**Document extract**.
[START]
Elavon goes out of its way to avoid disclosing its relationship with LADCO, and for a good reason. The leasing company has a terrible reputation among merchants for high prices and unfair leasing contracts. LADCO’s reputation is so bad that it no longer maintains its own company website. The company’s former site, www.ladco.com, now re-directs to Elavon’s website. So much for keeping the relationship between the two entities a secret…
While LADCO and other leasing companies go to great lengths to keep merchants from fully reading their contracts, we’ve found copies of them on the internet. Even a brief look at LADCO’s Equipment Finance Lease Terms reveals how one-sided these contracts are. The first thing you’ll (hopefully) notice is that the word noncancelable is right in the title of the agreement. Merchants often don’t understand just how strictly this term is enforced. What this means is that you are liable for the full cost of all 48 monthly payments (and possibly more) from the moment you sign your merchant account provider contract. LADCO will not let you out of your contract under any circumstances. Did you sell your business? Too bad. Did your business fail and you are shutting down altogether? Again, too bad. I’ve even seen complaints where the business owner has died, and the executor is frantically trying to get the lease canceled and the equipment returned – to no avail.
You should also note that LADCO, like most other leasing companies, provides their equipment on an “as is” basis, with no warranties or guarantees whatsoever. In other words, if your equipment doesn’t work, it’s up to you to contact the manufacturer and get it fixed – which you have to pay for. The fact that your monthly lease payments also include charges for “insurance” that won’t do you any good just makes it that much worse.
[END]
**Direction A**.
In the LADCO excerpt, rewrite the paragraph beginning "You should also note" more briefly, keeping its main facts.

**Dataset**.
[START]
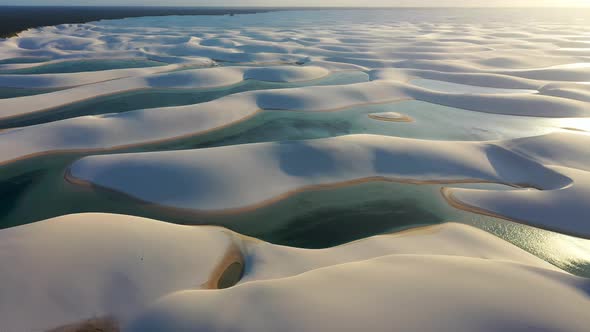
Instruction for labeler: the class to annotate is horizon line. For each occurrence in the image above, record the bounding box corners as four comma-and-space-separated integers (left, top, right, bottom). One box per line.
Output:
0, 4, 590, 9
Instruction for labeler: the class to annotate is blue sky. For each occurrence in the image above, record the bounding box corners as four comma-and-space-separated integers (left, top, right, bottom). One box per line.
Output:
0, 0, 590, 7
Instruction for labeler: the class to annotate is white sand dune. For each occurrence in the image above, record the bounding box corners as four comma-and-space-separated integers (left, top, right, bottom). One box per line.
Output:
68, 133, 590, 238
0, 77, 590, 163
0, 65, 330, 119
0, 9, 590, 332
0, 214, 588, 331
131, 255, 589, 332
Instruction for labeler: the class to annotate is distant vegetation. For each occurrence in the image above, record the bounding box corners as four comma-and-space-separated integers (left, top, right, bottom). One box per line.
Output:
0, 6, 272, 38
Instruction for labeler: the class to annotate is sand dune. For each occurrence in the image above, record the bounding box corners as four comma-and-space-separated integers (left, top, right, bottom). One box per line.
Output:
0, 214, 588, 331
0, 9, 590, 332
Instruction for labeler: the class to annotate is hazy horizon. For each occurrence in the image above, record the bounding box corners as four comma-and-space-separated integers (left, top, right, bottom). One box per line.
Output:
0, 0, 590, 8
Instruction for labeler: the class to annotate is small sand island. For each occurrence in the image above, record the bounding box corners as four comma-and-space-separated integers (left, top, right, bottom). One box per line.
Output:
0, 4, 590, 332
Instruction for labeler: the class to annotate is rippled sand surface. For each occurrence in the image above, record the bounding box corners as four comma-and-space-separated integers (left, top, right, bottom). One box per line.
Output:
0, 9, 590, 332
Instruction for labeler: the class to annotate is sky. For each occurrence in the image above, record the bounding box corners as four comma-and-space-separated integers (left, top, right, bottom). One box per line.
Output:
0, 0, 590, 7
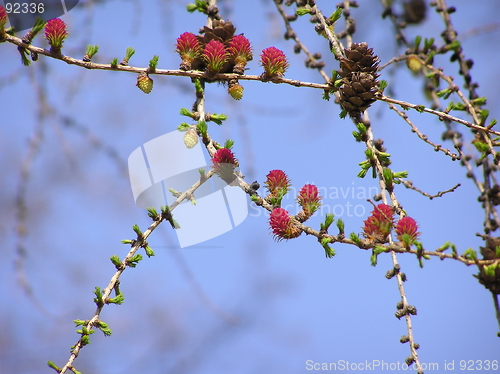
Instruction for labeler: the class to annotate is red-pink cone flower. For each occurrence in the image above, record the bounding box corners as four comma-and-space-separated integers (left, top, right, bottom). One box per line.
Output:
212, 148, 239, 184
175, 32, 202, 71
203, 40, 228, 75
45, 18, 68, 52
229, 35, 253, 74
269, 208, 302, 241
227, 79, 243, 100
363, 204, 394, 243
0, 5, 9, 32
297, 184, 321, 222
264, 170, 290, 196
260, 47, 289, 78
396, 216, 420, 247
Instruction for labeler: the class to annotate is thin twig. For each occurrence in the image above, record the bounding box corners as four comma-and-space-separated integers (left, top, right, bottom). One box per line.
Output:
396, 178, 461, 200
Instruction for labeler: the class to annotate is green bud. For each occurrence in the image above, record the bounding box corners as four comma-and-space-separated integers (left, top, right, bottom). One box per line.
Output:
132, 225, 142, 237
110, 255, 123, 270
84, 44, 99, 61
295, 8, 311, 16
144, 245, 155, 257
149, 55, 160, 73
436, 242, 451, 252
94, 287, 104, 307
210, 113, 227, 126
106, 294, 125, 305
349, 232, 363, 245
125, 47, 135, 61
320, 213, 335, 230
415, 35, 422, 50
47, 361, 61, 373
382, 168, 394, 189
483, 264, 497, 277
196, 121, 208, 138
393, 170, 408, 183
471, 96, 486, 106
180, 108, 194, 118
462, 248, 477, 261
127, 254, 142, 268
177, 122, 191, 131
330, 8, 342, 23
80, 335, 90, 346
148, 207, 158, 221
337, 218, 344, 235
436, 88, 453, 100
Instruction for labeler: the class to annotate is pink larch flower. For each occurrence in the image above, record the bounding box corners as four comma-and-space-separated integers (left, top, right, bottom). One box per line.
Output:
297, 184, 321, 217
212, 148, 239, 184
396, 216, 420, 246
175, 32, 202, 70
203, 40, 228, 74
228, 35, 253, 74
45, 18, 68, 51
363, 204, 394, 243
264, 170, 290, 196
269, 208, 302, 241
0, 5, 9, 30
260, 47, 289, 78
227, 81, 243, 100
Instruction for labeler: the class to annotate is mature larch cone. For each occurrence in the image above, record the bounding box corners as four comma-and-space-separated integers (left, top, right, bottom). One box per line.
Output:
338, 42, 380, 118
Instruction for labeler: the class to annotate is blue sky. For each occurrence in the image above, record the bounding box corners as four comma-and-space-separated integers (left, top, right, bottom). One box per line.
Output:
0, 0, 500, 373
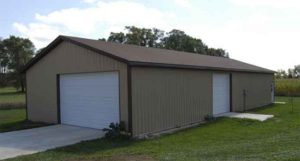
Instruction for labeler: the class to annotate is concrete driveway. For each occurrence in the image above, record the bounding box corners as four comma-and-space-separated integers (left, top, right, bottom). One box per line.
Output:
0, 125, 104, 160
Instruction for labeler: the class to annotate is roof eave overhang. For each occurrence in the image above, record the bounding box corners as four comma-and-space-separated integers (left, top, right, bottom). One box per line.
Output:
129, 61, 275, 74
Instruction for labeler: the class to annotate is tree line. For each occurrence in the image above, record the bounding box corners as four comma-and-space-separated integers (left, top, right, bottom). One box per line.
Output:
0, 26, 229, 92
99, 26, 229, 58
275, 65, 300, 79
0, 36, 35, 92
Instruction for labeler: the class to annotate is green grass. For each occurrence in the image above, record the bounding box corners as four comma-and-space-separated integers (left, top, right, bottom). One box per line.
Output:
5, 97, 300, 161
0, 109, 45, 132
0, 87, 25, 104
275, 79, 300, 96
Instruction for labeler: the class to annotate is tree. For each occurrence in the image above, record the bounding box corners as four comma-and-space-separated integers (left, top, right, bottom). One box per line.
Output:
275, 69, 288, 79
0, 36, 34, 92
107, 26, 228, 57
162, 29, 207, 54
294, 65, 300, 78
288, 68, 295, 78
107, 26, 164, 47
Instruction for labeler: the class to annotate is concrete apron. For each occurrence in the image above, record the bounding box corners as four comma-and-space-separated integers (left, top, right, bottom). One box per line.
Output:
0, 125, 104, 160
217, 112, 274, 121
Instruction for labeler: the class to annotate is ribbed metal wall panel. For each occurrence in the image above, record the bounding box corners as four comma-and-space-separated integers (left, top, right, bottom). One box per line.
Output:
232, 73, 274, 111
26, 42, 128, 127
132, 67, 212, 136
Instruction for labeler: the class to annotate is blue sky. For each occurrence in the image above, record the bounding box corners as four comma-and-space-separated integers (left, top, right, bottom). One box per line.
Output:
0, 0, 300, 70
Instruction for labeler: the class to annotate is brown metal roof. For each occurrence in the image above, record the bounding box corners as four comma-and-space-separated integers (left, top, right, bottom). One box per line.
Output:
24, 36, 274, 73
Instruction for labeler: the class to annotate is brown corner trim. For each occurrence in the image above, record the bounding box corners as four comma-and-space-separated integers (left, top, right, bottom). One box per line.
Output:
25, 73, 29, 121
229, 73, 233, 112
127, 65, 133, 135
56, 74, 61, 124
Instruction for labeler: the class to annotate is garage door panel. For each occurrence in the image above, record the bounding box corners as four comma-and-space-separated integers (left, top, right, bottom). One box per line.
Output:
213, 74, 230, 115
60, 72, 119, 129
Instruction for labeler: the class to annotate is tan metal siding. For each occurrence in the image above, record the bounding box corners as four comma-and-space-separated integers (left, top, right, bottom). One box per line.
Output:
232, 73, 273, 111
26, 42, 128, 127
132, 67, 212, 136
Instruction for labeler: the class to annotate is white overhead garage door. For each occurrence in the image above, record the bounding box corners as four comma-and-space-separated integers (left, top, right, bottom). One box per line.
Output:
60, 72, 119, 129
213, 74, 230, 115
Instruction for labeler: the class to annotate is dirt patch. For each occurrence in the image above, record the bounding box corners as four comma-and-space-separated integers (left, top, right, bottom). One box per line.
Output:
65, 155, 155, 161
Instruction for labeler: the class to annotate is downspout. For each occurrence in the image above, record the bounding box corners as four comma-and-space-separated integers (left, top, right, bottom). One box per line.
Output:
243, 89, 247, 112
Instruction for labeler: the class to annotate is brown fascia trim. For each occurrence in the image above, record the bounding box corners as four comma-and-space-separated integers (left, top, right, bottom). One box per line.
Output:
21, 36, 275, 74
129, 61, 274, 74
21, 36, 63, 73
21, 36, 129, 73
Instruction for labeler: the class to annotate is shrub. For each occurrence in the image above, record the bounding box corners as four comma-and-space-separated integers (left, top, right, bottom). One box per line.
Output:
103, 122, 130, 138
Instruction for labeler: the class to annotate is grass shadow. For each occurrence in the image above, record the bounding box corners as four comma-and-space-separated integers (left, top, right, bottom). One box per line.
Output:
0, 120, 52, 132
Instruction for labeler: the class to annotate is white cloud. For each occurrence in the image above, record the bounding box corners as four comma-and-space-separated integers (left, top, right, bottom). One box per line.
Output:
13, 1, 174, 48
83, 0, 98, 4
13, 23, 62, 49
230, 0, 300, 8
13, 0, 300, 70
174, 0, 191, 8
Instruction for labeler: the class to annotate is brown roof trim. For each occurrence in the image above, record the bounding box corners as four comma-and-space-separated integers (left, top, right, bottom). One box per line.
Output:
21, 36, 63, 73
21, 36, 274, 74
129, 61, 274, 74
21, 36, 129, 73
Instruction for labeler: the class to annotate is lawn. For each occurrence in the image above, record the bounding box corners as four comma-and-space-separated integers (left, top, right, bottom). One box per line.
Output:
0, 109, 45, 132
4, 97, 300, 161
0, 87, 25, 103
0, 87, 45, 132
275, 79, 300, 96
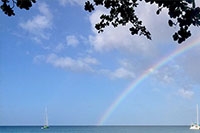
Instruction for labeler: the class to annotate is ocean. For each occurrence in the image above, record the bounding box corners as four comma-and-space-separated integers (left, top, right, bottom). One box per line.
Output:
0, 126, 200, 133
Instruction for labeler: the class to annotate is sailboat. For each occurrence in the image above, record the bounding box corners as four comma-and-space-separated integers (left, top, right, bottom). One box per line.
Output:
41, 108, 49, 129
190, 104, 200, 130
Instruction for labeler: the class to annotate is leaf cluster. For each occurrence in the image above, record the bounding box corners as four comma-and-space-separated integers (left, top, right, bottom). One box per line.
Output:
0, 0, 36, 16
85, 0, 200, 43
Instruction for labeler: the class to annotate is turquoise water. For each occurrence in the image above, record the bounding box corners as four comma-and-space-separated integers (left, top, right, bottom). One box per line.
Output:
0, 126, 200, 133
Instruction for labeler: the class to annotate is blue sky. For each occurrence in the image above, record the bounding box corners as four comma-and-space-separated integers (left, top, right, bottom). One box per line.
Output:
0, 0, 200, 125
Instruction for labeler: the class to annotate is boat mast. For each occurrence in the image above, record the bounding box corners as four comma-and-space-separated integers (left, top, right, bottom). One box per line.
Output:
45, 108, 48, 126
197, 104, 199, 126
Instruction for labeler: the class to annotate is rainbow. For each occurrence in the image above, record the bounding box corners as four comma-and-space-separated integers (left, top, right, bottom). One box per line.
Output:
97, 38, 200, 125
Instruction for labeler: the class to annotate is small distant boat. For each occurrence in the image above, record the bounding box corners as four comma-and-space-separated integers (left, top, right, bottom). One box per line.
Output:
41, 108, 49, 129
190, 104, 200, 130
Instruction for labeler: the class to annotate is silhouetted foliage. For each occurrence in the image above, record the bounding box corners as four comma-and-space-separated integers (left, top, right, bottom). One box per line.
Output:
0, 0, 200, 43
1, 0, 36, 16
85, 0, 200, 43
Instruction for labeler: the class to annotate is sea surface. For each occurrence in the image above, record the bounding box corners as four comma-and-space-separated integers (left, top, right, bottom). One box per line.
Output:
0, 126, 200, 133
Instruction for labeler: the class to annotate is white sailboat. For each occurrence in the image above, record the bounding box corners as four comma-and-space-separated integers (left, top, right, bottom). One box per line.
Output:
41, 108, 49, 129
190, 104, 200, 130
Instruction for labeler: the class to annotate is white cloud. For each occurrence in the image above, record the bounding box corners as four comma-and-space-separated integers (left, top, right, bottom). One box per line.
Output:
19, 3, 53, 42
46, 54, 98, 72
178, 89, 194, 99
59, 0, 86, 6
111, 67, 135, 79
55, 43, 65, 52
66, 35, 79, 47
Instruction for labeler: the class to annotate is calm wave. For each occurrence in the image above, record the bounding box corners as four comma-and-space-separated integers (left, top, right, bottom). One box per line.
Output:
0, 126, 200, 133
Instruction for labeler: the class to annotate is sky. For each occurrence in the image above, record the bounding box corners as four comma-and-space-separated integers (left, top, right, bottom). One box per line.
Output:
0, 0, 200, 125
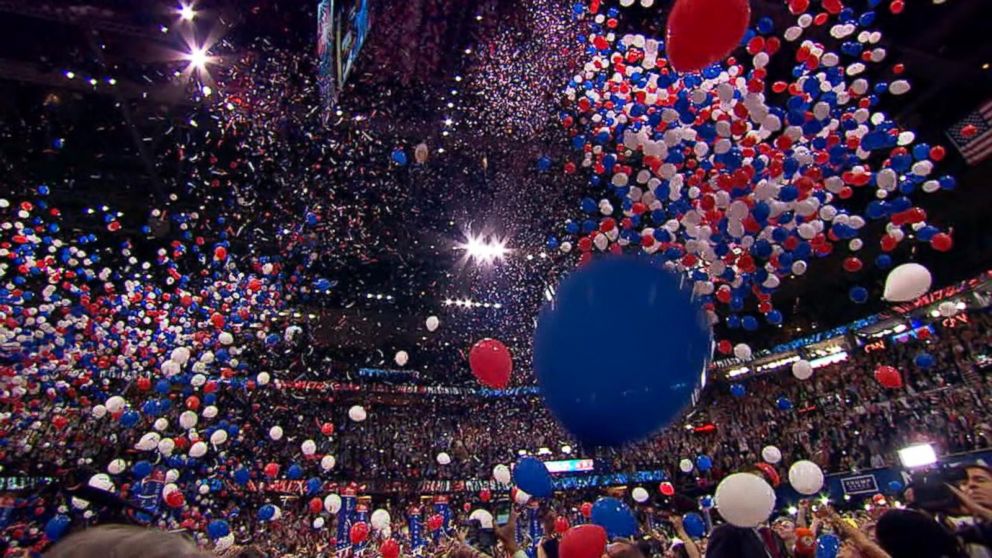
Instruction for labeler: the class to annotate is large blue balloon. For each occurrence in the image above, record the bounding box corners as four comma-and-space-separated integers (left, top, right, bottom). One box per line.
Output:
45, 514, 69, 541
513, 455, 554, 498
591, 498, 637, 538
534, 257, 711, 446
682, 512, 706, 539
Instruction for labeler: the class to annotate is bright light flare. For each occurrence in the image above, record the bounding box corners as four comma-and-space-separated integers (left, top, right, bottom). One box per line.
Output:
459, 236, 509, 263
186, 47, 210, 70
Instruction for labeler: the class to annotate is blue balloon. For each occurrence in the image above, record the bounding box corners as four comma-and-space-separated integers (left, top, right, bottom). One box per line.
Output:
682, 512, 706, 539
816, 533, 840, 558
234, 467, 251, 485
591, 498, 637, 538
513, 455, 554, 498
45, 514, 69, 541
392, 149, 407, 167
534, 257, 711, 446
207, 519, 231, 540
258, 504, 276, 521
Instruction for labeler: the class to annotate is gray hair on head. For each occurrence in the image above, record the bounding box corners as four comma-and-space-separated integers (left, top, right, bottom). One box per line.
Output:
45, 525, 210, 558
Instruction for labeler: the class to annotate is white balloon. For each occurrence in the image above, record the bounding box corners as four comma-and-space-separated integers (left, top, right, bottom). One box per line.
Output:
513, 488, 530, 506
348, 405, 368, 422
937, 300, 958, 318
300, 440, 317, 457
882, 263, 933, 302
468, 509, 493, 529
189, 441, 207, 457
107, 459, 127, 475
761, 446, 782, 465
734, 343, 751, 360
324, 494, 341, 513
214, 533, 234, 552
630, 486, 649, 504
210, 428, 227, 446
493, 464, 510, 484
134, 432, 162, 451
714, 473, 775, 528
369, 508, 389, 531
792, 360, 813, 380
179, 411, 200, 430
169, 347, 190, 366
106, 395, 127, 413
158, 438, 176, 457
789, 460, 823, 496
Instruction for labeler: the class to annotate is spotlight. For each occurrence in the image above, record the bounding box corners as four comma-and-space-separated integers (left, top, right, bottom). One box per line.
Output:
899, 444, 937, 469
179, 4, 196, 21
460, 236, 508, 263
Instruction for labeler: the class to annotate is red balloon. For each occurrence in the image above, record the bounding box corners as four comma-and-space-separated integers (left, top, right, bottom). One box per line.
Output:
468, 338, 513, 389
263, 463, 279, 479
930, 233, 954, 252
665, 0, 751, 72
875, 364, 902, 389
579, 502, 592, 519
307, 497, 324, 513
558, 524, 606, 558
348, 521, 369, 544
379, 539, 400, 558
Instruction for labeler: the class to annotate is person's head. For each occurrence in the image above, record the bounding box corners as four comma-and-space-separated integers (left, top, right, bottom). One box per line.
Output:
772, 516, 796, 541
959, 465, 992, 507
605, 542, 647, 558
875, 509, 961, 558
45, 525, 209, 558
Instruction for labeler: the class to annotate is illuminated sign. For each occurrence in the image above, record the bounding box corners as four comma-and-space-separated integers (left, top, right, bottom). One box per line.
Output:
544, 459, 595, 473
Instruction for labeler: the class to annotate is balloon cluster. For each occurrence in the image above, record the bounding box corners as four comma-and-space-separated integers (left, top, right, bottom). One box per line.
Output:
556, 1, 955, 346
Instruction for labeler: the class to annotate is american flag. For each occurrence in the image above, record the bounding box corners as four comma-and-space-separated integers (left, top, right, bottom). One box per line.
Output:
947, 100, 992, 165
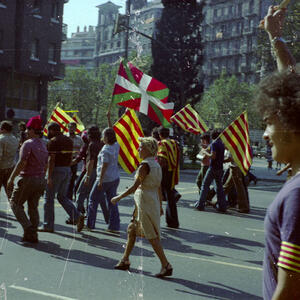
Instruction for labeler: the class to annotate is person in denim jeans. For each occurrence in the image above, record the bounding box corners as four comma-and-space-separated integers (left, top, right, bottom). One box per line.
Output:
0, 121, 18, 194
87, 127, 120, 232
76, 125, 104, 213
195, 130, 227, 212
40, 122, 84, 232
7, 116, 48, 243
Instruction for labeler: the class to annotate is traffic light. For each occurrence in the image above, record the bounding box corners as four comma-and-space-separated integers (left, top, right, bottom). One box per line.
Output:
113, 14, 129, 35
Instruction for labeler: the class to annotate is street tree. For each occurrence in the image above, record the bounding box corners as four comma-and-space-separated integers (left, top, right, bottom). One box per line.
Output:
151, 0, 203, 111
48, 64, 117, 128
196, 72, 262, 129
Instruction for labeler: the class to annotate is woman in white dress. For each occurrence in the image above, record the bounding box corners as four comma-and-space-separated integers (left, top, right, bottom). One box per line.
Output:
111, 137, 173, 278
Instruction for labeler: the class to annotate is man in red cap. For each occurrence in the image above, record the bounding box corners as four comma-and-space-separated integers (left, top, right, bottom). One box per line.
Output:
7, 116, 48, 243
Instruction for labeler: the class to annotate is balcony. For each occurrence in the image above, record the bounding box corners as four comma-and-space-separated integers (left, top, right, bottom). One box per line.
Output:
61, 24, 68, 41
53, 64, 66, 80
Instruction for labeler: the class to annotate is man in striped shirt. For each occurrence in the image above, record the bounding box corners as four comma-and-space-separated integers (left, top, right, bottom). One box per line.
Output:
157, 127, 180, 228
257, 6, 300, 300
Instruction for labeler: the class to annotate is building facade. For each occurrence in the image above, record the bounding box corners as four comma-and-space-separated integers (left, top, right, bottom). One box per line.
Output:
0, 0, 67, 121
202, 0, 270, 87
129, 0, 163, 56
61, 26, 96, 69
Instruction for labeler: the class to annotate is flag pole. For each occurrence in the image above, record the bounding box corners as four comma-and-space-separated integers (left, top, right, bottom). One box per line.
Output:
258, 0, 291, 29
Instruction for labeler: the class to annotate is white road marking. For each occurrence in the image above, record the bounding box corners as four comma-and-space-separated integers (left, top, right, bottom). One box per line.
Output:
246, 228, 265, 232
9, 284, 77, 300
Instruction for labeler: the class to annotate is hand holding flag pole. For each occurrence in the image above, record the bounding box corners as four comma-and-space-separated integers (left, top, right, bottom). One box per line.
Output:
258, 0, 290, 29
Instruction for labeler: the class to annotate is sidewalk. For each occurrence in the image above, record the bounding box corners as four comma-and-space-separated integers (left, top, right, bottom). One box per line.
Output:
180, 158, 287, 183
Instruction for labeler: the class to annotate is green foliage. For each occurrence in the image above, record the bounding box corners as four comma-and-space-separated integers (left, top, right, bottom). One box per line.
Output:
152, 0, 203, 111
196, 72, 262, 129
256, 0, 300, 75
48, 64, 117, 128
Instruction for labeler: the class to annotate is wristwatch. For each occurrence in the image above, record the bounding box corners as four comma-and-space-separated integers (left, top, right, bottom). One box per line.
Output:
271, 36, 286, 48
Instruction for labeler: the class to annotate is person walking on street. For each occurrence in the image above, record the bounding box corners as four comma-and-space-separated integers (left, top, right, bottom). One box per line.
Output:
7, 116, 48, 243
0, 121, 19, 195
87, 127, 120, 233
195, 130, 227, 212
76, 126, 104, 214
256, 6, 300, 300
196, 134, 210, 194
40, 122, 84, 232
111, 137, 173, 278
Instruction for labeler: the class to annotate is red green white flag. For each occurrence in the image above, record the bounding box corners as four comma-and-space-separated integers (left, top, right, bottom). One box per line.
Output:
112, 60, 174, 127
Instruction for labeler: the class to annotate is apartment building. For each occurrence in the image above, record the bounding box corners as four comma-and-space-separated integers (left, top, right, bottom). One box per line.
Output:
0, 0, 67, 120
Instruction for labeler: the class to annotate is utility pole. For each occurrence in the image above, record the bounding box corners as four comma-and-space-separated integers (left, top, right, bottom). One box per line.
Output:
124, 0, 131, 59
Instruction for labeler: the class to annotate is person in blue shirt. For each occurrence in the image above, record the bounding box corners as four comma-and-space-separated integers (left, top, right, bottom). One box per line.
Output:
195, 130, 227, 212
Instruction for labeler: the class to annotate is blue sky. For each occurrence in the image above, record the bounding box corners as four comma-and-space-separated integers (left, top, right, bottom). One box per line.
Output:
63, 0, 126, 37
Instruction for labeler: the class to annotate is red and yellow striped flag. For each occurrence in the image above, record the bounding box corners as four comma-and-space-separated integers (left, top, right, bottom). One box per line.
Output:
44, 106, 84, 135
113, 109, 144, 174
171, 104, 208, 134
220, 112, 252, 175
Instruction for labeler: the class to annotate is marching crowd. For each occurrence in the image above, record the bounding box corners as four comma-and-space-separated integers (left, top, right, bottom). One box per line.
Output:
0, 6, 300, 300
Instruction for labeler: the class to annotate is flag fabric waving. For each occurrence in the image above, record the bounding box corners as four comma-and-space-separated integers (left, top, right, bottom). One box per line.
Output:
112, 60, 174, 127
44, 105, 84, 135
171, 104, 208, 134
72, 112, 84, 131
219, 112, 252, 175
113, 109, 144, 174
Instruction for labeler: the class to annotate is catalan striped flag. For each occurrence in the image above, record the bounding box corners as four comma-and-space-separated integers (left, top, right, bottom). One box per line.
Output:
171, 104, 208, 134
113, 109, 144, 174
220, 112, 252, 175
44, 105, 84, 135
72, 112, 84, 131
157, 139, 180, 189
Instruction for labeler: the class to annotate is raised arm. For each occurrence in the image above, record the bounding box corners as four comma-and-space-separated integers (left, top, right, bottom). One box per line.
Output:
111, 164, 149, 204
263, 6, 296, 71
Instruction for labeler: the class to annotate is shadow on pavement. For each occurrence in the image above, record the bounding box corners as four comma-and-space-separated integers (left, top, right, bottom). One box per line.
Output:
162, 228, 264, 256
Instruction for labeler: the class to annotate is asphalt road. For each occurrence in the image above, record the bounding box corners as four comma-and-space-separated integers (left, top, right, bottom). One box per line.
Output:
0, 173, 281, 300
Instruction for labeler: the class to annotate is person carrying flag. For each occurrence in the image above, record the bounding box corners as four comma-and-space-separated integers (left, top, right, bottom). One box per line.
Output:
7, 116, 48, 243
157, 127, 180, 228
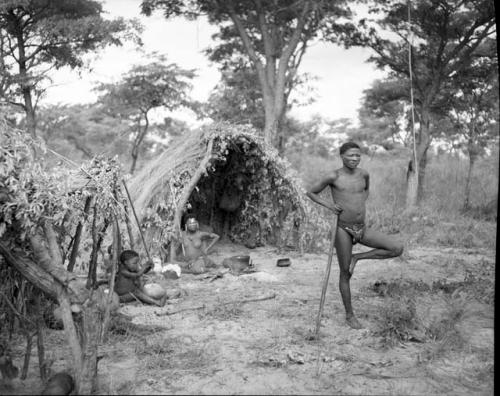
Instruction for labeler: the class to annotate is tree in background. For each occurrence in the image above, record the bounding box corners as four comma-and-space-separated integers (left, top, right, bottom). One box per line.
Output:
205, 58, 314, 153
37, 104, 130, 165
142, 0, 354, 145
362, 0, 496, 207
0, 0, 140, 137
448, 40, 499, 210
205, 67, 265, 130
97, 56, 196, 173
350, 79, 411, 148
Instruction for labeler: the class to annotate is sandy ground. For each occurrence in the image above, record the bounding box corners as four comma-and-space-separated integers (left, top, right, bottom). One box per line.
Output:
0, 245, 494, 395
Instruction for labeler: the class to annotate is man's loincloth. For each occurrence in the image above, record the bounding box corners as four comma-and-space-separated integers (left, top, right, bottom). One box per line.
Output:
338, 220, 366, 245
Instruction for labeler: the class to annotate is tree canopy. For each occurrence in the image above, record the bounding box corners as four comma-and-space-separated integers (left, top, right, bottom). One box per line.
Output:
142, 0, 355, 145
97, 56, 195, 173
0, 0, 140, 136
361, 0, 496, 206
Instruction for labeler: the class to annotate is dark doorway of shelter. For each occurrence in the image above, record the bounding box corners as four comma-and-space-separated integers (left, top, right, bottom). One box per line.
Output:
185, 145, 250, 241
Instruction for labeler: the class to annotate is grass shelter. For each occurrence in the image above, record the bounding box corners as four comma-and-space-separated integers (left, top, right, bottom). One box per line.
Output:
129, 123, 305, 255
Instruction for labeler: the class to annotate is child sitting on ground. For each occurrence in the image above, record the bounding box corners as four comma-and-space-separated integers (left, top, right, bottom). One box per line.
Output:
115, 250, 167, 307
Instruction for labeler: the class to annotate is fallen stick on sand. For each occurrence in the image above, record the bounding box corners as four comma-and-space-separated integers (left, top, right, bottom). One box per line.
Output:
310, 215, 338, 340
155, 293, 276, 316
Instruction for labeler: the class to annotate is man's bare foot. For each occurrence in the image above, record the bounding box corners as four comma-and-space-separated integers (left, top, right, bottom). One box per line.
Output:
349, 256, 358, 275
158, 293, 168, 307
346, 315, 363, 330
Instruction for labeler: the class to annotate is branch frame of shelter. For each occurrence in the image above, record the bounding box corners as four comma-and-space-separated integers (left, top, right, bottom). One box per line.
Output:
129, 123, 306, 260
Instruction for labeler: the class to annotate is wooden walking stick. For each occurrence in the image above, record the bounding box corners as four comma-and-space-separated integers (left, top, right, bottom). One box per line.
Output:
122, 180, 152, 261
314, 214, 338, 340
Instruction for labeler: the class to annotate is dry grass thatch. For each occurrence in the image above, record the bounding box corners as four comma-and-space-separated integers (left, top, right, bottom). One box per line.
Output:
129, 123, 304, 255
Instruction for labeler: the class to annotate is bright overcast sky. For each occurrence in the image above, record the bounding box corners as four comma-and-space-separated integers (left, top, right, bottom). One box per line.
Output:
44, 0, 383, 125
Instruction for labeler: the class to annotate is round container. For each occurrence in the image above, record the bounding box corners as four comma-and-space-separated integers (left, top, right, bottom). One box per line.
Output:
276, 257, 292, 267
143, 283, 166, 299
[END]
**Direction B**.
State how many lines in the listing contain the string "building", counting only matches in the same case, and give the number alone.

**Solution A**.
Like most leasing companies, LADCO supplies equipment "as is," with no warranties or guarantees. If the equipment fails, the merchant must contact the manufacturer and pay for the repair. The monthly lease payments also include "insurance" charges that do the merchant no good.

**Solution B**.
2